What to do -
In the material below, find the line containing "output | one point per instance, like (416,66)" and the line containing "output | one point per instance, like (2,287)", then reproduce exactly both of them and every line between, and nothing else.
=-=-=
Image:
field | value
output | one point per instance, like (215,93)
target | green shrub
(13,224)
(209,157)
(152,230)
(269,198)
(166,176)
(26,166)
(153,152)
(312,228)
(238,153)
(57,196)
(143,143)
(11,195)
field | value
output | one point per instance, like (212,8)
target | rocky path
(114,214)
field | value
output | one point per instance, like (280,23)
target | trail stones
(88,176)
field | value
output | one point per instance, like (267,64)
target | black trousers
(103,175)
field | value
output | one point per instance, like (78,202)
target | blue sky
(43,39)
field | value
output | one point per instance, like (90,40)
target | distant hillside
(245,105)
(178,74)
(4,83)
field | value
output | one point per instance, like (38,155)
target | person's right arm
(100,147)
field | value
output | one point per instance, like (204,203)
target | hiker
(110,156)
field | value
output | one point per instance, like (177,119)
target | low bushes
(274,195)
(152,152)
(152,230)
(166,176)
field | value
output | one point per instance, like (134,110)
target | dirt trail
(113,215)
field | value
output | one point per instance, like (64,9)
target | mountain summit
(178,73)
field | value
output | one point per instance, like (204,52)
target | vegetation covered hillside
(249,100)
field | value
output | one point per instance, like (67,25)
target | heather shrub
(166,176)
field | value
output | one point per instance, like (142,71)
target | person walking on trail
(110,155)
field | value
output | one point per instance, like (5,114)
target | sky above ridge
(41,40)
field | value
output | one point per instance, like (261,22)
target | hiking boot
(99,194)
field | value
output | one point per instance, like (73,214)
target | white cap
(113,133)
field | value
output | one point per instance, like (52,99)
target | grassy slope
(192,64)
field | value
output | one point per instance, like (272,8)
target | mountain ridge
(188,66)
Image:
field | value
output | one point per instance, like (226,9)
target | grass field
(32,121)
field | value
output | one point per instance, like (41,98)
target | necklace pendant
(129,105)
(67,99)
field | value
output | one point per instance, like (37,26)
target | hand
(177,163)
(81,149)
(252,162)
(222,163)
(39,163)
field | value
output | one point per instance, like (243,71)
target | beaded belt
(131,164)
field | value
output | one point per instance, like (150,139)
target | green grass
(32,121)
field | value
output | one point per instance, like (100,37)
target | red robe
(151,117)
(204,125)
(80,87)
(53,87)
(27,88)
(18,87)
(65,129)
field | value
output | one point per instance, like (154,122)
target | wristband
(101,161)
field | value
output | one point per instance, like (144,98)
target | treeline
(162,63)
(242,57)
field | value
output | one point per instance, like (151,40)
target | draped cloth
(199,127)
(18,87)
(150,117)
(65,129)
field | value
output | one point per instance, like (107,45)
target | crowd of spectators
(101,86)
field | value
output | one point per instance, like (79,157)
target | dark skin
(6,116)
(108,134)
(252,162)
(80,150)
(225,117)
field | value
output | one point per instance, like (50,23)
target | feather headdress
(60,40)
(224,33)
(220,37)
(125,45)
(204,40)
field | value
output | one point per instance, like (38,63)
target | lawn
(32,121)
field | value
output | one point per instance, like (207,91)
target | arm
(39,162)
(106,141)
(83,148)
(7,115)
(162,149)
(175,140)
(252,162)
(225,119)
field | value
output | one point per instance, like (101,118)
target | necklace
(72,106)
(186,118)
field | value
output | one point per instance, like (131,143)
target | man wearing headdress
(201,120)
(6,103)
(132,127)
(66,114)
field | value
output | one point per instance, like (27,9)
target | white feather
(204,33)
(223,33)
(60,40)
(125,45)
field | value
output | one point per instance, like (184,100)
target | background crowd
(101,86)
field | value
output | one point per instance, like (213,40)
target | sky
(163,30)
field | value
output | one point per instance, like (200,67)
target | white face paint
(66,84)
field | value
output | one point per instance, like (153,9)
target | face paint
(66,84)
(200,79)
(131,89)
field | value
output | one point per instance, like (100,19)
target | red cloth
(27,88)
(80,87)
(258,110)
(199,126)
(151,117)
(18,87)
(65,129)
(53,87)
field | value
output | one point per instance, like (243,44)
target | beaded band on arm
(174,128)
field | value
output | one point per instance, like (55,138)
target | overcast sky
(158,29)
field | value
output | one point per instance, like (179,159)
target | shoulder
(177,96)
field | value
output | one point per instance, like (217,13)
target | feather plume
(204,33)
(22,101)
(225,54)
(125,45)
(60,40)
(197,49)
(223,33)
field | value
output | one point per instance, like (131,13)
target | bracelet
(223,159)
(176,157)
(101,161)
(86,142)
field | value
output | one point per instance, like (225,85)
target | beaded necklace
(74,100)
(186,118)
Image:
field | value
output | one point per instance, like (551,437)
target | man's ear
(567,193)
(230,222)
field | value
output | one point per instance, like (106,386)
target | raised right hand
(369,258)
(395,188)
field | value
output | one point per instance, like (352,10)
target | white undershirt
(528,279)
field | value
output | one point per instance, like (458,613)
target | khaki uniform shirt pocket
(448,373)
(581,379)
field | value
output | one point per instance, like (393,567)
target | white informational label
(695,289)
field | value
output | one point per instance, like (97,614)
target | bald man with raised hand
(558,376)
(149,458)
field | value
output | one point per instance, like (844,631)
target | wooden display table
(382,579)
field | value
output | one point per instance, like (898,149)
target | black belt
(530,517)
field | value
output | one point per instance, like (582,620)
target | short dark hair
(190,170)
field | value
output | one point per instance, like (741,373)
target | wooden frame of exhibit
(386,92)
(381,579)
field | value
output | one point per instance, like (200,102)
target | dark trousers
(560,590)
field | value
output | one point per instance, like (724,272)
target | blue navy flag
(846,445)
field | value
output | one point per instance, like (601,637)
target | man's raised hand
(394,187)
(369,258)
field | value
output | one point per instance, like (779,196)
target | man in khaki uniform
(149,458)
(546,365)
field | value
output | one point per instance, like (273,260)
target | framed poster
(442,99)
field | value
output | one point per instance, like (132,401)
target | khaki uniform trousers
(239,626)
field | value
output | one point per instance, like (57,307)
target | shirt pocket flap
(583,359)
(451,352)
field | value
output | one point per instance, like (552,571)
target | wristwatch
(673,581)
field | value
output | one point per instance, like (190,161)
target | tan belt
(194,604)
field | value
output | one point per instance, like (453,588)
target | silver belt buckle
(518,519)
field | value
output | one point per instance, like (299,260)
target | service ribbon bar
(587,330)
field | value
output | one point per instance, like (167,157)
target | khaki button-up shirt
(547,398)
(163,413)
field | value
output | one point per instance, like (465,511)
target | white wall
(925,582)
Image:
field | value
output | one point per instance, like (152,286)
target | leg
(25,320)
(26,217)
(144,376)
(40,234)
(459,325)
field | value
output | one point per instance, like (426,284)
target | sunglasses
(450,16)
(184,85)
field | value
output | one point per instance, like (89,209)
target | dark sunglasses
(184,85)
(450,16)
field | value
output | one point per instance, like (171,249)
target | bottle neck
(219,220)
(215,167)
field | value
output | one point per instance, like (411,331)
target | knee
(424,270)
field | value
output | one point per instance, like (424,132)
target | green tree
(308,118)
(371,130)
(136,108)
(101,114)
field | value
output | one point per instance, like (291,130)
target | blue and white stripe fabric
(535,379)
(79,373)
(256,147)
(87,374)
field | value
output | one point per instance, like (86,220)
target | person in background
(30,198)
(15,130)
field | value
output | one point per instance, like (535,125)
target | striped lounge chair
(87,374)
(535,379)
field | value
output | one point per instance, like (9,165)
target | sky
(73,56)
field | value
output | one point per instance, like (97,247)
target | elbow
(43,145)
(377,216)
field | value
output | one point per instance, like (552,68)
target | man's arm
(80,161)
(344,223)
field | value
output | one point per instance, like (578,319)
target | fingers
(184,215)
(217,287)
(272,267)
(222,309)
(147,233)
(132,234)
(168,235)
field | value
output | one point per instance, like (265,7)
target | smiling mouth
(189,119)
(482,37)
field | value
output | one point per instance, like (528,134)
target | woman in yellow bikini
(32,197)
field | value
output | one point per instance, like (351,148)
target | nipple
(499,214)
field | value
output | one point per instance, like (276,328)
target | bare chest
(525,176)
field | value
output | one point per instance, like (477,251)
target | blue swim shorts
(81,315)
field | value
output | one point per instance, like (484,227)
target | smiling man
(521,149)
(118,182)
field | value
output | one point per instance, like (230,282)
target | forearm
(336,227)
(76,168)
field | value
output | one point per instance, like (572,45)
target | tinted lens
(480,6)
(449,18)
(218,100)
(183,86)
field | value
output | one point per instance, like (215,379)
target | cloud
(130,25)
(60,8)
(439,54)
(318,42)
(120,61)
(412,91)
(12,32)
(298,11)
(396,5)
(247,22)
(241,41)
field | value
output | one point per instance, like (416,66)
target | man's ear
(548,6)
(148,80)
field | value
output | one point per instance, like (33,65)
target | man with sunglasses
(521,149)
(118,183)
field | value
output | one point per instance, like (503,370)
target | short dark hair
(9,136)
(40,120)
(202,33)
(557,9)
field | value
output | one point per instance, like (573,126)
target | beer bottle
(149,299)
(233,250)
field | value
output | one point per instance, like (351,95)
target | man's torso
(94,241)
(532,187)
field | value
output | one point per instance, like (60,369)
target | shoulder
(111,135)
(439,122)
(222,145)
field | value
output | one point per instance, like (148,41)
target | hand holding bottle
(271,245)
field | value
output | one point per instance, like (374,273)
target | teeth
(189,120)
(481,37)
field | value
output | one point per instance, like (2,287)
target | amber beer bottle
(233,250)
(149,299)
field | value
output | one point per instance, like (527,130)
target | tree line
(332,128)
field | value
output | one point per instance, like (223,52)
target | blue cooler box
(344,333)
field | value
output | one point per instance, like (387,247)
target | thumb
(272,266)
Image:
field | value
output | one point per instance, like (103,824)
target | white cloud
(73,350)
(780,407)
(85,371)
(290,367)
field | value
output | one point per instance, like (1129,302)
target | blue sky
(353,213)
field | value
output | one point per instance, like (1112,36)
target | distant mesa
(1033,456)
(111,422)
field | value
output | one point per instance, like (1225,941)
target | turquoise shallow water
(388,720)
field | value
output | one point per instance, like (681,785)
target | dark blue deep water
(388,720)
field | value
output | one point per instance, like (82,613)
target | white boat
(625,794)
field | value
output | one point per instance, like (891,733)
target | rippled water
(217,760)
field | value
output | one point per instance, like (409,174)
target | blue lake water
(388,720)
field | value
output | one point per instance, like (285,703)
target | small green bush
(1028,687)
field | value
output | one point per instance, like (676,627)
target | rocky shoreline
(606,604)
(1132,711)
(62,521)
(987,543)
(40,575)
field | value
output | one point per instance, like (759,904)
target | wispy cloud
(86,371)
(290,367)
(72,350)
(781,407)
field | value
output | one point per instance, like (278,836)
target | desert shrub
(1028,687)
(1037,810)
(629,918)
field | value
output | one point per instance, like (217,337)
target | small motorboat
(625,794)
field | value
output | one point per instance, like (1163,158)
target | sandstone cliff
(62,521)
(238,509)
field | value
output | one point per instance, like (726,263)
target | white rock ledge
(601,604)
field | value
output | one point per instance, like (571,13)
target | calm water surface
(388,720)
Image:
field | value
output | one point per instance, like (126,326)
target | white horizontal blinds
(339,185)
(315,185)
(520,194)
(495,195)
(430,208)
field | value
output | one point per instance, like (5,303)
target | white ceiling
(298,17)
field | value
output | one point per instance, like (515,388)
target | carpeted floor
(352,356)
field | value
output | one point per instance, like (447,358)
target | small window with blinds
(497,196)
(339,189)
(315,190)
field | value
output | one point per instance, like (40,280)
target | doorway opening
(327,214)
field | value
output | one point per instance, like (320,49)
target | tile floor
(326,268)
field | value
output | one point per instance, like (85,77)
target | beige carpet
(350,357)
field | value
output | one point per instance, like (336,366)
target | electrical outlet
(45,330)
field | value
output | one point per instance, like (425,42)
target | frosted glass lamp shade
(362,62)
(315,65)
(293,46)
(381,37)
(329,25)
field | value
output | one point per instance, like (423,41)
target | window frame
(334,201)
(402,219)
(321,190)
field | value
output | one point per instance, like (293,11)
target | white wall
=-=-=
Exercise answer -
output | one point per instance, like (416,66)
target | man's ear
(548,6)
(148,80)
field | value
output | one point per instance, like (33,65)
target | man with sunglasses
(521,149)
(118,183)
field | value
output | one point per instance, like (503,370)
target | short dark hair
(9,136)
(40,120)
(202,33)
(557,9)
field | value
output | one point per instance, like (573,126)
target | beer bottle
(149,299)
(233,250)
field | value
output | one point per instance, like (351,95)
target | man's torso
(94,241)
(532,187)
field | value
output | one point per instance, like (60,369)
target | shoulder
(111,135)
(439,122)
(222,145)
field | value
output | one point per instance, like (148,41)
target | hand holding bottle
(271,245)
field | value
output | one point per instance, like (374,273)
target | teeth
(189,120)
(481,37)
field | value
output | one point per instance, like (2,287)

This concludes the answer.